| PASSAGE |

In life at the Bar, being gender non-conforming remains new, but awareness about it is growing. It brings with it challenges, especially for barristers whose practice means that they appear in court every day. Like, perhaps, that District Judge, some people resist change. The system has developed based on two boxes for everyone: man or woman. Conventional modes of address and court dress, for example, impose obvious constraints. In this article, I want to think about these aspects of the Bar. I want to be frank about being gender non-conforming and offer some uncomplicated, practical guidance, both for those already at the Bar and for those who aspire to join us.
The start – as empty as it may sound – is to back yourself. It is daunting to stand up in a court if you have never done so before. Being gender non-conforming adds another layer. To dress in a way that doesn’t slot into an assigned, gendered box. To use terms that judges and magistrates may have never come across. There is a pressure to represent yourself that bit better, in case one encounter colours the other person’s perception of gender non-conforming people as a whole.
Before coming to the Bar, I thought about the gender binary for a long time. Like others, I have now concluded that it lacks sense. I can’t understand the need to assign ourselves to two, limiting categories, and then allocate our dress, titles and manner according to those categories. Still, for me, there have been moments of hesitation. The Bar is, traditionally, a place where you are supposed to go beneath the radar, not to say anything too political or give people too much detail about your beliefs or do anything that would distract from your case.
In a way, that reasoning has always been misleading. In most contexts, barristers – stereotypically, upper-class men speaking in heightened Received Pronunciation – barely go beneath the radar. But, maybe, it is what we have come to expect from the Bar, so that it is hard to notice these characteristics as anything other than the ‘norm’.
Nevertheless, my hesitation about being gender non-conforming fell away when I thought about other characteristics that make us stand out as advocates. Class, race, sexuality, disability, age – these are things that, many times, will mark us out from others. Some may be more noticeable. Some we can’t alter, unless we go to extreme lengths. Yet we practise with those characteristics and we win cases, occasionally, with the help of experiences we gained through having them. At other times, though we might not like to admit it, we lose cases because of those same experiences. We make guesses that don’t work with certain juries or judges. Once I accepted the extent to which barristers’ success rests on what makes them distinctive, I realised that I shouldn’t cram myself into a gendered box. The answer was to do something else.

| DIRECTIVE |
Please write out, word for word, the passage on gender non-conforming barristers from "Before coming to" to "from your case.".

| EXCERPTED DATA |
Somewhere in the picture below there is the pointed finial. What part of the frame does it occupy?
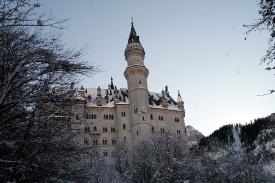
[111,76,114,89]
[177,90,183,102]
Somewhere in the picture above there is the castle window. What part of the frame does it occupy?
[91,114,96,119]
[85,126,90,132]
[112,139,116,145]
[107,114,114,120]
[84,138,89,145]
[102,139,108,145]
[93,140,98,146]
[103,151,108,157]
[102,127,108,132]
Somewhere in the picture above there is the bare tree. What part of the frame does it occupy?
[247,0,275,95]
[0,0,96,182]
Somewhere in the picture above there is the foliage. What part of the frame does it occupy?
[0,0,97,182]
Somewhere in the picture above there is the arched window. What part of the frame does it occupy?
[102,138,108,145]
[103,151,108,157]
[84,138,89,145]
[85,126,90,132]
[112,138,116,145]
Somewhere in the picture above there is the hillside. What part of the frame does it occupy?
[194,114,275,180]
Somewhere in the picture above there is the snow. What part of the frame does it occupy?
[264,161,275,176]
[232,127,242,153]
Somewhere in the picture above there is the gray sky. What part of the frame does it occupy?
[42,0,275,135]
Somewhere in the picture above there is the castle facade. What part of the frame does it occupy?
[69,22,186,157]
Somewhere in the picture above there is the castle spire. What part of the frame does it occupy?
[128,18,141,44]
[111,76,114,89]
[177,90,183,102]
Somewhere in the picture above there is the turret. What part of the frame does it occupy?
[124,22,151,145]
[96,86,103,106]
[124,22,145,66]
[177,91,184,111]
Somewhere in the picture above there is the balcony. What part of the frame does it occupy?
[90,131,101,136]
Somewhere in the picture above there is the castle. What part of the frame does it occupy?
[69,22,186,157]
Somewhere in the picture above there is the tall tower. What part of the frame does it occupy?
[124,22,150,142]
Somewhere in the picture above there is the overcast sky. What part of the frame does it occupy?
[42,0,275,135]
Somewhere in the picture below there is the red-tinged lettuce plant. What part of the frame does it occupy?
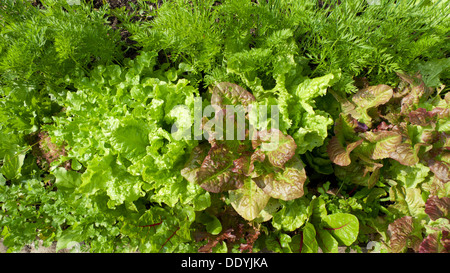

| PROBLEM SOLUTION |
Before coming to the Bar, I thought about the gender binary for a long time. Like others, I have now concluded that it lacks sense. I can’t understand the need to assign ourselves to two, limiting categories, and then allocate our dress, titles and manner according to those categories. Still, for me, there have been moments of hesitation. The Bar is, traditionally, a place where you are supposed to go beneath the radar, not to say anything too political or give people too much detail about your beliefs or do anything that would distract from your case.